Reproduce exactly the line that contains "Practice step: label each instance of the rear side" and all lines that follow it in the records below, ending with the last one.

┌──

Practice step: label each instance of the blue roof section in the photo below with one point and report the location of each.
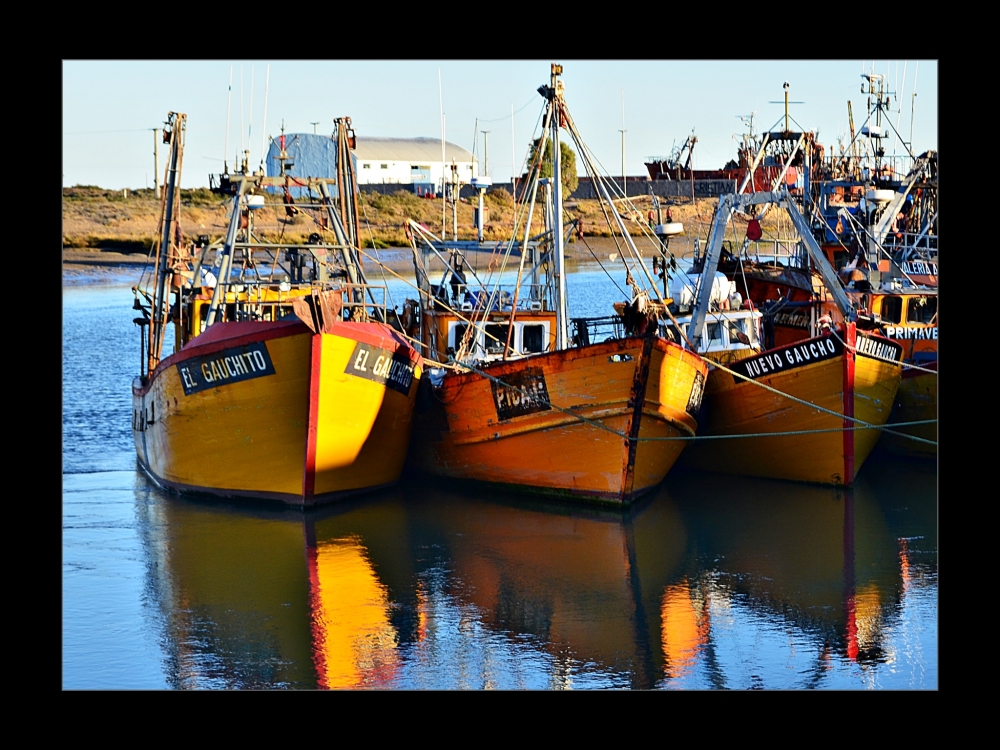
(311, 155)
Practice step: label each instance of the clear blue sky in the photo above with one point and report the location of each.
(110, 107)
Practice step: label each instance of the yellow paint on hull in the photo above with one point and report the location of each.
(916, 401)
(580, 447)
(251, 438)
(740, 408)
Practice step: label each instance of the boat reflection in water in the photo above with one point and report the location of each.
(716, 582)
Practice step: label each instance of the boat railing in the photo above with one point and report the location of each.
(466, 298)
(248, 298)
(784, 252)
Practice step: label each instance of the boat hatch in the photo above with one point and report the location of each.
(732, 331)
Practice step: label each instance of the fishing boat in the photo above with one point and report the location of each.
(286, 381)
(809, 411)
(874, 218)
(525, 403)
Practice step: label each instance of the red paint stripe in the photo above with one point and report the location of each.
(849, 356)
(199, 347)
(309, 476)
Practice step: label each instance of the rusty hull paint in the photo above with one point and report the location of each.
(581, 447)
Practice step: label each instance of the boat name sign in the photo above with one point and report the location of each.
(914, 332)
(521, 393)
(225, 367)
(380, 366)
(879, 348)
(808, 352)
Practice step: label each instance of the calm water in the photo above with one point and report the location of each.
(712, 582)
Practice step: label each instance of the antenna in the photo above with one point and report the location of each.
(250, 124)
(444, 215)
(513, 156)
(486, 152)
(785, 86)
(242, 151)
(229, 109)
(263, 130)
(622, 131)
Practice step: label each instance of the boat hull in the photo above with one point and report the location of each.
(597, 427)
(272, 410)
(822, 448)
(916, 401)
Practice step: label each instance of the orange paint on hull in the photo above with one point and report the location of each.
(603, 394)
(752, 414)
(271, 411)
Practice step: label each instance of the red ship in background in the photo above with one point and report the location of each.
(874, 216)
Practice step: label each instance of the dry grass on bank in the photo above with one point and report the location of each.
(127, 221)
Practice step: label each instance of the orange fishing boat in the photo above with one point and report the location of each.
(286, 381)
(808, 411)
(524, 404)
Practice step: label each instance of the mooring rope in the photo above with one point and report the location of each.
(860, 425)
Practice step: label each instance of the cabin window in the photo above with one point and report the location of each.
(458, 333)
(496, 338)
(921, 309)
(670, 332)
(532, 338)
(891, 310)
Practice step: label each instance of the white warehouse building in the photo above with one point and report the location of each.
(403, 161)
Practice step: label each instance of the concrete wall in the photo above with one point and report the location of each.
(661, 188)
(585, 190)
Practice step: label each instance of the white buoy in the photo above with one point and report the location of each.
(880, 196)
(668, 230)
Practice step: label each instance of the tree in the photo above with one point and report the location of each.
(567, 163)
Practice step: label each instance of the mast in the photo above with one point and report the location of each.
(167, 251)
(554, 93)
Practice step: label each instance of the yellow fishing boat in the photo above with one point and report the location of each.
(286, 381)
(523, 403)
(909, 315)
(808, 411)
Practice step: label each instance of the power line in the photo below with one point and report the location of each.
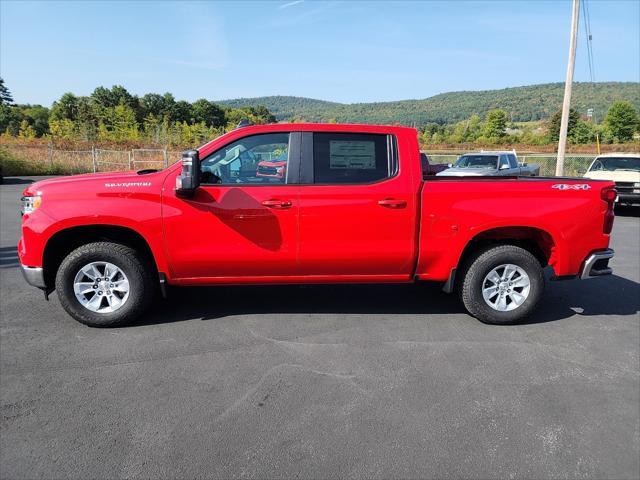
(589, 38)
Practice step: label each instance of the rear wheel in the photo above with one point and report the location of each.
(104, 284)
(502, 285)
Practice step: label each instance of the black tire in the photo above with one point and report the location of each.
(141, 276)
(479, 267)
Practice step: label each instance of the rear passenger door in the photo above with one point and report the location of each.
(357, 208)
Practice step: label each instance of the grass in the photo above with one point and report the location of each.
(12, 165)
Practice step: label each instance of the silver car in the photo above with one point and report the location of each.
(489, 164)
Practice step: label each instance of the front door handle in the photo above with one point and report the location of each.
(276, 203)
(392, 203)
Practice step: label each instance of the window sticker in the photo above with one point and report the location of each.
(352, 155)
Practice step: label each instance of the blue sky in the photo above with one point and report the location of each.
(346, 51)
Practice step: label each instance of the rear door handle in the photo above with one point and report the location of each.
(278, 204)
(392, 203)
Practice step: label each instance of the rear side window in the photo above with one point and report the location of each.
(347, 158)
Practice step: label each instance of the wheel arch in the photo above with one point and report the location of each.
(539, 242)
(65, 241)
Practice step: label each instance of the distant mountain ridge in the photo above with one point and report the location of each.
(525, 103)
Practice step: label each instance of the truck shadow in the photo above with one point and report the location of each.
(607, 296)
(16, 181)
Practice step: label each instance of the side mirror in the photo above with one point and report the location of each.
(189, 178)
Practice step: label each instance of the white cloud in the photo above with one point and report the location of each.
(289, 4)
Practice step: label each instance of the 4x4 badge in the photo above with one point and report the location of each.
(572, 186)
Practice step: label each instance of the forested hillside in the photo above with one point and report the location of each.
(522, 104)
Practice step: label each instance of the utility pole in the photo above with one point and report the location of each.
(564, 122)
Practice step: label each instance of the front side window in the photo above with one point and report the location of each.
(351, 158)
(254, 160)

└──

▸ **TASK SOLUTION**
Practice step: label each instance of the rear side window in the photo above with one point and report the location of each.
(347, 158)
Practice step: label each instance of the wheel arch in the photo above with one point and report the location of each.
(539, 242)
(65, 241)
Practice step: label each instance of the distant mountain ridge in the photo above with one point and report the location of each.
(525, 103)
Practice step: label each instance of the truck shadow in the photo above with one point and report the location of each.
(607, 296)
(16, 181)
Practice step: label each instance of the side mirror in the photo above with one point and report the location of each.
(189, 178)
Practice step: label each instance of the white cloud in the photo above with one point and report the location of each.
(289, 4)
Practice step: label each instance of the 4x4 badge in the photo above with one point and report the location of each.
(572, 186)
Practice step: label each instance of the forested hillside in the photo above with one point and report the location of each.
(522, 104)
Practice step: label each instance of the utility pole in the photo above with one point and report the location of each.
(564, 122)
Practice step: label each instance of the front side window in the photo above with one point and report the location of each.
(351, 158)
(254, 160)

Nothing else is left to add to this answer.